■ Exercise brief ■
Write out, word for word, only the lines from the one containing "Please indicate the outstretched" through the final line of the data.

■ Available data ■
[BEGIN]

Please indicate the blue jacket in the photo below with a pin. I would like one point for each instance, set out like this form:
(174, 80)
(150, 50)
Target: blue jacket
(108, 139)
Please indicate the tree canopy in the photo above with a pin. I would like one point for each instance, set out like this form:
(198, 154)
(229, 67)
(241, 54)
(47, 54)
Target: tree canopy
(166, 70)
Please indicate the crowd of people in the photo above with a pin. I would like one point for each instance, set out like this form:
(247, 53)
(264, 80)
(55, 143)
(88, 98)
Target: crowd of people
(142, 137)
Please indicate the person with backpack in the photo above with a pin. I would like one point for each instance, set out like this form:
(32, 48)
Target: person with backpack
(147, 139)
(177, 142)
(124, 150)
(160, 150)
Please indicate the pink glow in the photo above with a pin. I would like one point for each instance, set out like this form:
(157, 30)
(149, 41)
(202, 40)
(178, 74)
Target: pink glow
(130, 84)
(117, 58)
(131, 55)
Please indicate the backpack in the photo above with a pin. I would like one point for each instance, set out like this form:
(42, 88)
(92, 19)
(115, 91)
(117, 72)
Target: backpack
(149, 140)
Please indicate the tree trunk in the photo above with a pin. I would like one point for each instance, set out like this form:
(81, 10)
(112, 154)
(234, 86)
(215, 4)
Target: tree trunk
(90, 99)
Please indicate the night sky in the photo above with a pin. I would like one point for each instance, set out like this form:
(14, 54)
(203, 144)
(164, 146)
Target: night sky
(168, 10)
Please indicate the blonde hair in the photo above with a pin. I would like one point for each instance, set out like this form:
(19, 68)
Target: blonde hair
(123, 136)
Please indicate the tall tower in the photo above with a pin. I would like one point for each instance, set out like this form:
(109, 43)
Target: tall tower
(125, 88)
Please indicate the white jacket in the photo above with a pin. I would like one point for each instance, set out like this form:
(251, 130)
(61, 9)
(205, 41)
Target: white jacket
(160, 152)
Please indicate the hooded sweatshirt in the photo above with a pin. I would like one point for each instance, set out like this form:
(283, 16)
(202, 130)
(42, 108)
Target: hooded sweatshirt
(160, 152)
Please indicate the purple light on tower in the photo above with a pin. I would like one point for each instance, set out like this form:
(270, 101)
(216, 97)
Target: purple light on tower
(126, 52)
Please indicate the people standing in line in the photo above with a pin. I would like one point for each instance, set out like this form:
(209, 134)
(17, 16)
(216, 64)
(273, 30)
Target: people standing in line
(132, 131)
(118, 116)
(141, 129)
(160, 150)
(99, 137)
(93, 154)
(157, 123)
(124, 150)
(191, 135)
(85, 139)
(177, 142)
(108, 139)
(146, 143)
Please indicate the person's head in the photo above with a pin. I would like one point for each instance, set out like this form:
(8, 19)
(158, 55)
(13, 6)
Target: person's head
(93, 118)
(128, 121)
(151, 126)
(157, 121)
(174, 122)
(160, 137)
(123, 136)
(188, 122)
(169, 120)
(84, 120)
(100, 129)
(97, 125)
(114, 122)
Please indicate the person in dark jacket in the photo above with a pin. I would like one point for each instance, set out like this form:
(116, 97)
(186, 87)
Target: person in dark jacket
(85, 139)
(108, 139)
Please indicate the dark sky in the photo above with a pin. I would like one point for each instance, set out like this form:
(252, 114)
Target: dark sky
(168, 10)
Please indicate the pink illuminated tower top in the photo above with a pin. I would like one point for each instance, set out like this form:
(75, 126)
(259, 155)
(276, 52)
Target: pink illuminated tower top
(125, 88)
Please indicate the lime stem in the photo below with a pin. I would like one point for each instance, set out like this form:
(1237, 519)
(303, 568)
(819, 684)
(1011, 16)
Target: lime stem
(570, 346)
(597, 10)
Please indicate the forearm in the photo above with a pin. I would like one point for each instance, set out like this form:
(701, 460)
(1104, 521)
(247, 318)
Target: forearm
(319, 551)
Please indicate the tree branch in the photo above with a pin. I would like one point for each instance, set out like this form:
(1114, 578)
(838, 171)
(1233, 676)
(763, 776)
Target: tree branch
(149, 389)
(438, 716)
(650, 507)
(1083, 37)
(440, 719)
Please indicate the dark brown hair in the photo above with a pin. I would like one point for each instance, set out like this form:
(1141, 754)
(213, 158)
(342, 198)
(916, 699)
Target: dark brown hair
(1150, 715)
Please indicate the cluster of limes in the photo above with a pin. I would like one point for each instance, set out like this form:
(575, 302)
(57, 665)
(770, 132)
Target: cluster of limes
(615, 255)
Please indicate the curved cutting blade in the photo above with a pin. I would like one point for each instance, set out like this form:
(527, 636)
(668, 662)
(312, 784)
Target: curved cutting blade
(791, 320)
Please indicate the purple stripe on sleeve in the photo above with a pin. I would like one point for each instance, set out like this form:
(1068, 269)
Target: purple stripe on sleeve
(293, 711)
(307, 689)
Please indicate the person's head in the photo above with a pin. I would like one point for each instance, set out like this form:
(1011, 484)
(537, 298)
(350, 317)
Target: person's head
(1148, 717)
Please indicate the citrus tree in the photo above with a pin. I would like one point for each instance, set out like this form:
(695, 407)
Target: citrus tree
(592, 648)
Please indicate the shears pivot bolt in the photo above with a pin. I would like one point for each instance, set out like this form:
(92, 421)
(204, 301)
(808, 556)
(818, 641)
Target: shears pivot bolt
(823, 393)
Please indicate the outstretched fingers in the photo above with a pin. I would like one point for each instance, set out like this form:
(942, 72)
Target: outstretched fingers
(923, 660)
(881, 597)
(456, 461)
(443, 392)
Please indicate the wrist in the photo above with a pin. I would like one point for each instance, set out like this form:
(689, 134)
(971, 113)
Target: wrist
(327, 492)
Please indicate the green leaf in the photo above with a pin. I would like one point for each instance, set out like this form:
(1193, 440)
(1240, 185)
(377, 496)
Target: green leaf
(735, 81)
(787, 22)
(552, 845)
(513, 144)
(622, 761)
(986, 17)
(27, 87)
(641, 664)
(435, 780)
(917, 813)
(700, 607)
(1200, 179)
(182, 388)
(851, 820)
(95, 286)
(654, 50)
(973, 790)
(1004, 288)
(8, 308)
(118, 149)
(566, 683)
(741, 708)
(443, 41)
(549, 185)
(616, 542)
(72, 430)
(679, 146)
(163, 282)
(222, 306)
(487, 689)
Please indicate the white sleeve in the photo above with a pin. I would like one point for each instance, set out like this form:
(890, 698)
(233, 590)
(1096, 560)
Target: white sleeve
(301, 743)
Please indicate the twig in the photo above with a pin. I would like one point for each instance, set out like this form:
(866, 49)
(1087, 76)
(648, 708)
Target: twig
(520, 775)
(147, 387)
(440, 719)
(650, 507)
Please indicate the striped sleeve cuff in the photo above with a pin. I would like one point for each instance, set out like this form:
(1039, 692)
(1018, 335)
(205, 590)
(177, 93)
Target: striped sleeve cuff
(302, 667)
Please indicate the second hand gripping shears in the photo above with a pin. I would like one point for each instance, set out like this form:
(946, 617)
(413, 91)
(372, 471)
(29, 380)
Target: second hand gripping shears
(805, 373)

[END]

■ Expected answer ■
Please indicate the outstretched fingers in the photo above with a pin. I would like one point for each instance, set out like this form:
(942, 72)
Target: outstretched fingers
(923, 660)
(881, 597)
(456, 461)
(443, 392)
Please indicate the wrist in the photo above with a pin. I would like one point for each instance, set out like this form:
(689, 134)
(971, 113)
Target: wrist
(327, 492)
Please indicate the green leaf in the photo above with a pin. I would like one point for each instance, set out like this form:
(1193, 440)
(1240, 185)
(377, 496)
Target: green leaf
(735, 81)
(787, 22)
(552, 845)
(513, 144)
(622, 761)
(986, 17)
(27, 87)
(641, 664)
(435, 780)
(917, 813)
(700, 607)
(1200, 179)
(182, 388)
(851, 820)
(95, 286)
(654, 50)
(973, 790)
(1004, 288)
(8, 308)
(118, 149)
(566, 683)
(741, 708)
(443, 41)
(549, 185)
(616, 542)
(72, 430)
(679, 146)
(163, 282)
(222, 306)
(487, 689)
Please indicate the white sleeve in the photo above with a pin. I would like one point for each instance, set out like this form:
(890, 698)
(233, 590)
(1096, 560)
Target: white sleeve
(301, 743)
Please indicate the twig in the photo above with a pin. I would like one point for each instance, set out like this form:
(866, 49)
(1087, 76)
(648, 708)
Target: twig
(520, 775)
(147, 387)
(440, 719)
(650, 507)
Please indicate the striped sleeve cuff in the photo above with a pin. I would like one point for each instance, set out like this form:
(1039, 692)
(1018, 335)
(205, 590)
(177, 93)
Target: striped sleeve cuff
(302, 667)
Please indicate the second hand gripping shears in the photo above with a pin. I would like one point for each instance, set out like this form:
(946, 617)
(413, 91)
(372, 471)
(29, 380)
Target: second hand gripping shears
(805, 373)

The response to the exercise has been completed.